Problem to work on: Take the data that follows and return it exactly.

-- Opening Marker --

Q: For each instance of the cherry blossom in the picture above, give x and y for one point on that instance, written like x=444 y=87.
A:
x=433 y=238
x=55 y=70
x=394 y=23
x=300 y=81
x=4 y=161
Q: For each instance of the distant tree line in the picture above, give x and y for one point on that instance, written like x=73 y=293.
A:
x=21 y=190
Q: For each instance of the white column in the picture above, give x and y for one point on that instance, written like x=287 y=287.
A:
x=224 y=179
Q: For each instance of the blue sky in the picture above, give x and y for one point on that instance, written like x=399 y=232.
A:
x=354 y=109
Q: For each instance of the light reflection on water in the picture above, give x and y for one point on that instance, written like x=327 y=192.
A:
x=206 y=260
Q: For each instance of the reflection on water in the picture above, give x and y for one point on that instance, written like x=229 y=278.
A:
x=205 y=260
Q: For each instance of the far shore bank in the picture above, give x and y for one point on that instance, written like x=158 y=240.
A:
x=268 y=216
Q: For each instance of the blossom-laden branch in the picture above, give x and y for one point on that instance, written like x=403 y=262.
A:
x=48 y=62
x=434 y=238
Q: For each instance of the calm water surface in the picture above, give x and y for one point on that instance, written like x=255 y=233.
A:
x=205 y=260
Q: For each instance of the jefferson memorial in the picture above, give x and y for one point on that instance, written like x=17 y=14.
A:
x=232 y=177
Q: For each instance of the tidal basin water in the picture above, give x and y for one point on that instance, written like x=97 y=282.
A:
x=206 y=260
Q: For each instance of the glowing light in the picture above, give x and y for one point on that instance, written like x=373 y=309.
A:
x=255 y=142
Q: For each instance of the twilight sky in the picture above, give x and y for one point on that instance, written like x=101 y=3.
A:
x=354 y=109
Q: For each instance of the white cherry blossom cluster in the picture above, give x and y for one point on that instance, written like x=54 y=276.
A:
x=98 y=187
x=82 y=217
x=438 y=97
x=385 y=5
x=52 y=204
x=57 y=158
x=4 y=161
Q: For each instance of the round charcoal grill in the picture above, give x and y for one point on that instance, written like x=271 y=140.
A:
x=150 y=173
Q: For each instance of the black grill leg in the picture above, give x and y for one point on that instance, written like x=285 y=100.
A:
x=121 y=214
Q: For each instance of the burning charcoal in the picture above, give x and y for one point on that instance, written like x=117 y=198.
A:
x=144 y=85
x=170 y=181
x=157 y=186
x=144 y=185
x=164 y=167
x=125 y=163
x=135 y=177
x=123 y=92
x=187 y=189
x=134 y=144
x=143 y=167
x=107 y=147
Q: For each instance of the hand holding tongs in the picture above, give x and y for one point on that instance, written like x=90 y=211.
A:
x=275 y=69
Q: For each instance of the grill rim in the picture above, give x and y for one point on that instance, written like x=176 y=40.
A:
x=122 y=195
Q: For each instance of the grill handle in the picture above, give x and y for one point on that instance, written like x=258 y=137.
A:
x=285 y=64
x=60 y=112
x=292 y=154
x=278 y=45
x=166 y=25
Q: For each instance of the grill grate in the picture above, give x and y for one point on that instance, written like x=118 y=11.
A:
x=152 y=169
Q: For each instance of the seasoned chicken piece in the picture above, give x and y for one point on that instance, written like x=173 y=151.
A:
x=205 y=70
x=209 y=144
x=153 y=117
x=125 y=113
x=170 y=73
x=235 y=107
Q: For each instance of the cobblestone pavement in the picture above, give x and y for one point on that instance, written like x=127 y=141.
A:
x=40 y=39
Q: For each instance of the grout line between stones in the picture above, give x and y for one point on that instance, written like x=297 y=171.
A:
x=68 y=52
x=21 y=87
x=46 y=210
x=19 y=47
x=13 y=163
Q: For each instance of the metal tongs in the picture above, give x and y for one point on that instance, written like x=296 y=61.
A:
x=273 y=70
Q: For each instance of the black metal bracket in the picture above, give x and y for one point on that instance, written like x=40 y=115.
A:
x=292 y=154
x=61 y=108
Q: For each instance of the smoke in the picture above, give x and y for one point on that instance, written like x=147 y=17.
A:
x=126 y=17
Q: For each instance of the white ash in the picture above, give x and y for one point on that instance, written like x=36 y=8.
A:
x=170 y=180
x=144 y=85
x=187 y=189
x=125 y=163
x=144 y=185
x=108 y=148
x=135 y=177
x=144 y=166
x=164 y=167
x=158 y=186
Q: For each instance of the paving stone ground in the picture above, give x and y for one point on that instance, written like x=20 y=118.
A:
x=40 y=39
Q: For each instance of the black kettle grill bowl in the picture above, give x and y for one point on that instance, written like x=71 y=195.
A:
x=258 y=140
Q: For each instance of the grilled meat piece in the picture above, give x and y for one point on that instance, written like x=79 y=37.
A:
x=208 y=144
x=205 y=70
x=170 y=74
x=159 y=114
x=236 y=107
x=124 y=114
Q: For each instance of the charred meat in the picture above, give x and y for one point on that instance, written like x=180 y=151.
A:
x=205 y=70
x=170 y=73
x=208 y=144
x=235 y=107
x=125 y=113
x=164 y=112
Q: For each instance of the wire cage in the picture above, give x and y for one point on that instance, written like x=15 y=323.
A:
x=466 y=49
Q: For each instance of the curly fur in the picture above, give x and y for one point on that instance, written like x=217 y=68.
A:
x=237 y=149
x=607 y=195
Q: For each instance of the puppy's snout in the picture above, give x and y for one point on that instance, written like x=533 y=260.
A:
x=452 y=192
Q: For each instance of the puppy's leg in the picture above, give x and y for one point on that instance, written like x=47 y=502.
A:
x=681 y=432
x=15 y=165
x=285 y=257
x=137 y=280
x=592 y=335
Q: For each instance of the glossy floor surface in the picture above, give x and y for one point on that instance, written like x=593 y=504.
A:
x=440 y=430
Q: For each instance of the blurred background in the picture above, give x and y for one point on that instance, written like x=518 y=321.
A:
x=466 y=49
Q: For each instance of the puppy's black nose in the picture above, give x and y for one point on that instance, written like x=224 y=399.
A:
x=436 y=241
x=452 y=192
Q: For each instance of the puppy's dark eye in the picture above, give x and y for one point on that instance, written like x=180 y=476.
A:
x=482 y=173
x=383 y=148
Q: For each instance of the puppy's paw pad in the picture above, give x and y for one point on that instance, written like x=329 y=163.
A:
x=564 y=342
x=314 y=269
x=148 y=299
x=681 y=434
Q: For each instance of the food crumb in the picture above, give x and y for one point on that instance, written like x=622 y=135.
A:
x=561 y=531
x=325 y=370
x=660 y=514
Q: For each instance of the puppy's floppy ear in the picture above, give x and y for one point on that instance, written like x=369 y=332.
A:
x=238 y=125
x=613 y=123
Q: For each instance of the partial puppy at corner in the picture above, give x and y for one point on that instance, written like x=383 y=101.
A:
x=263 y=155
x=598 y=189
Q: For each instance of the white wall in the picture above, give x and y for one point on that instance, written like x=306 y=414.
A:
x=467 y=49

-- Closing Marker --

Final answer:
Q: For each instance of the cherry blossom in the picture above, give x and y for one point on that instance, written like x=444 y=87.
A:
x=433 y=238
x=55 y=70
x=394 y=23
x=300 y=81
x=4 y=161
Q: For each instance of the distant tree line in the picture above, give x and y for one point on that instance, written like x=73 y=293.
A:
x=21 y=190
Q: For each instance of the white column in the picture above, give x and y for one point on that instance, written like x=287 y=287.
A:
x=224 y=179
Q: For each instance of the blue sky in the picture above, give x and y for one point on that instance, written like x=399 y=232.
A:
x=354 y=109
Q: For each instance of the light reflection on water in the picture above, give x and y for one point on that instance, written like x=327 y=192.
A:
x=206 y=260
Q: For each instance of the reflection on water in the picture above, give x and y for one point on that instance, written like x=229 y=278.
A:
x=205 y=260
Q: For each instance of the far shore bank in the picture above, give x and y for one point on that instance, written like x=158 y=240.
A:
x=268 y=216
Q: For each instance of the blossom-laden branch in the picture above, give x and y for one point on that instance, written like x=403 y=262.
A:
x=48 y=62
x=434 y=238
Q: For each instance of the calm water surface in the picture above, give x and y for one point on that instance, written like x=255 y=233.
A:
x=205 y=260
Q: For each instance of the jefferson memorial in the picture above, give x and y for one point on that instance, written like x=17 y=14.
A:
x=232 y=177
Q: For each instance of the tidal basin water in the picture above, give x and y for one point on that instance, written like x=97 y=282.
A:
x=206 y=260
Q: For each instance of the glowing light in the picture above, give x and y for one point on that instance, written like x=373 y=309.
A:
x=255 y=142
Q: For each instance of the twilight sky in the picture above, give x and y for one point on that instance, written like x=101 y=3.
A:
x=354 y=109
Q: For each instance of the white cherry blossom cluster in the picture above, give x and y for one point on that instance, written like x=54 y=276.
A:
x=98 y=187
x=82 y=217
x=438 y=97
x=385 y=5
x=52 y=204
x=57 y=158
x=4 y=161
Q: For each instance of the round charcoal grill in the picture above, give x and y for one point on that instance, written like x=271 y=140.
A:
x=150 y=173
Q: For each instance of the black grill leg in the picture above, give x and y for one point on that instance, written like x=285 y=100.
A:
x=121 y=214
Q: For each instance of the burning charcoal in the picture above, give x and y for one point on that instance, written like x=117 y=198.
A:
x=144 y=85
x=170 y=181
x=157 y=186
x=144 y=185
x=164 y=167
x=125 y=163
x=135 y=177
x=123 y=92
x=187 y=189
x=134 y=144
x=143 y=167
x=107 y=147
Q: For each instance of the hand holding tongs in the picture above, give x and y for one point on that instance, written like x=90 y=211.
A:
x=275 y=69
Q: For each instance of the grill rim in the picture above, give x and y for one point on that instance, written like x=176 y=40.
A:
x=122 y=195
Q: For each instance of the grill handle in the picture above, give x and y for one point on that instance, written like x=258 y=137.
A:
x=285 y=64
x=60 y=112
x=292 y=154
x=278 y=45
x=166 y=25
Q: For each instance of the grill grate in the picture above, give x and y for one point on that instance, written like x=118 y=11.
A:
x=152 y=169
Q: For each instance of the seasoned chicken piece in the picture above, give x and y for one point on that instance, written like x=173 y=151.
A:
x=205 y=70
x=209 y=144
x=153 y=117
x=125 y=113
x=170 y=73
x=235 y=107
Q: For each instance of the cobblestone pavement in the picture above, give x and y for one point on that instance, written like x=127 y=141.
A:
x=40 y=39
Q: For each instance of the grout line between stones in the picture above, give x and y for one point on that instance, written like x=297 y=171.
A:
x=68 y=52
x=21 y=87
x=46 y=210
x=19 y=47
x=13 y=163
Q: For each instance of the metal tongs in the picture above, give x and y for one point on that instance, written like x=296 y=61.
A:
x=273 y=70
Q: For each instance of the black metal bracket in the picture above, give x and y for one point on that instance, written like x=40 y=115.
A:
x=292 y=154
x=61 y=108
Q: For each instance of the smoke in the picture above, give x and y for one point on that instance, written like x=147 y=17.
A:
x=126 y=17
Q: For each instance of the white ash in the picture above, give x and y for one point on that instance, written like x=36 y=8.
A:
x=170 y=180
x=144 y=85
x=187 y=189
x=125 y=163
x=144 y=185
x=108 y=148
x=135 y=177
x=144 y=166
x=164 y=167
x=158 y=186
Q: For each instance of the paving stone ground in the picture above, give x and y for one point on that instance, written like x=20 y=118.
A:
x=40 y=39
Q: For each instance of the black kettle grill bowl in the picture above, give x and y for one point on that instance, written like x=71 y=195.
A:
x=258 y=140
Q: For each instance of the grilled meat piece in the picture above, give x and y for one point on that instance, written like x=79 y=37.
A:
x=208 y=144
x=205 y=70
x=170 y=74
x=159 y=114
x=236 y=107
x=124 y=114
Q: For each instance of the charred meat in the picture above, give x and y for one point on that instance, written like x=180 y=151.
A:
x=205 y=70
x=170 y=73
x=208 y=144
x=235 y=107
x=125 y=113
x=164 y=112
Q: For each instance of the wire cage in the picture above, give x and y for one point on that instance, written like x=15 y=323.
A:
x=466 y=49
Q: For each instance of the curly fur in the picture above, give x and y for one point on that instance, written like x=217 y=68.
A:
x=237 y=149
x=607 y=195
Q: For each instance of the puppy's snout in the picture above, give x and y for one point on that instance, written like x=533 y=260.
A:
x=452 y=192
Q: For each instance of the puppy's leg in the picture above, give x and y for one point on that instance, written like x=47 y=502.
A:
x=681 y=432
x=15 y=165
x=285 y=257
x=137 y=280
x=592 y=335
Q: For each instance of the glossy floor surface in the picture above, give x and y for one point on that instance, written like x=593 y=504.
A:
x=440 y=430
Q: For each instance of the blurred background in the picture above, give x and y for one point on that instance, written like x=518 y=321.
A:
x=466 y=49
Q: For each instance of the puppy's black nose in the picture above, give x and y for one point on that instance, written like x=224 y=399.
A:
x=436 y=241
x=452 y=192
Q: For each instance of the puppy's dark eye in the picture above, give x and y for one point on that instance, written like x=180 y=476.
A:
x=482 y=173
x=383 y=148
Q: For each instance of the puppy's paw pad in the picture above, give x and y for one point on that instance, written like x=329 y=163.
A:
x=564 y=342
x=314 y=269
x=148 y=299
x=681 y=434
Q: For each instance of the food crumb in the picture above, give x and y for one point on that instance, written like x=622 y=135.
A:
x=561 y=531
x=325 y=370
x=660 y=514
Q: For each instance of the puppy's floppy ear in the picture above, give x and y for one point on that instance, written like x=369 y=332.
A:
x=238 y=125
x=613 y=123
Q: For each instance of the partial puppy at corner in the picture above, give x and y for one point on that instance, written like x=383 y=101.
A:
x=263 y=155
x=598 y=189
Q: For each instance of the white wall in the picture above, give x and y for one point on that instance, written like x=306 y=414.
A:
x=467 y=49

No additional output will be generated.